*** Block opens ***
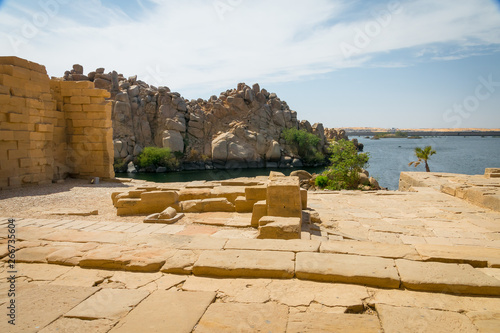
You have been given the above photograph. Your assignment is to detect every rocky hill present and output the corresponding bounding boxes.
[61,65,348,171]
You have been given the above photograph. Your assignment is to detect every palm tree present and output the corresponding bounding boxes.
[409,146,436,172]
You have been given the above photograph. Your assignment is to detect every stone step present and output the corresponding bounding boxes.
[193,249,295,279]
[396,259,500,296]
[295,252,400,289]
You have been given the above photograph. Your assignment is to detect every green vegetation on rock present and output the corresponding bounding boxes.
[137,147,180,170]
[315,139,370,190]
[281,128,325,164]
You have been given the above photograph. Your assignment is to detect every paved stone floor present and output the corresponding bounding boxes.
[1,177,500,332]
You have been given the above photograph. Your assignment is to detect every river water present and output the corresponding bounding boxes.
[117,136,500,190]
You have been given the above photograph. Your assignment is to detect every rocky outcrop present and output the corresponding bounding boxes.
[63,66,344,170]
*** Block closes ***
Set every record down again verbatim, without pictures.

You have been given the above photograph. Your assignment is to detect every rocky hill present and output the corresponding bounding boxes.
[61,65,348,171]
You have been given the above photograph. Your assignment is to detect every palm tree present and output the corresponding bounding boxes.
[409,146,436,172]
You have been given the above photograph. Your assignment is to detect every stone step present and output the corresponding bounding boxes.
[193,249,295,279]
[396,259,500,296]
[295,252,400,289]
You have been given the above photograph. Your assignment is to detect every green vegetation on rock present and output the corresponding bounding boxes.
[137,147,180,170]
[315,139,370,190]
[281,128,325,164]
You have been given the above photograph. Your assignment is to detect every paved stone floor present and output the corresponding bounding boxes.
[1,177,500,332]
You have been given the above photograph. Your assignment is to detect every river water present and output the corresponding bounding boxes.
[117,136,500,190]
You have been given the above photograph. Your assignment is to detect every rocky outcrop present and output the corresponding bounding boxes.
[63,66,344,170]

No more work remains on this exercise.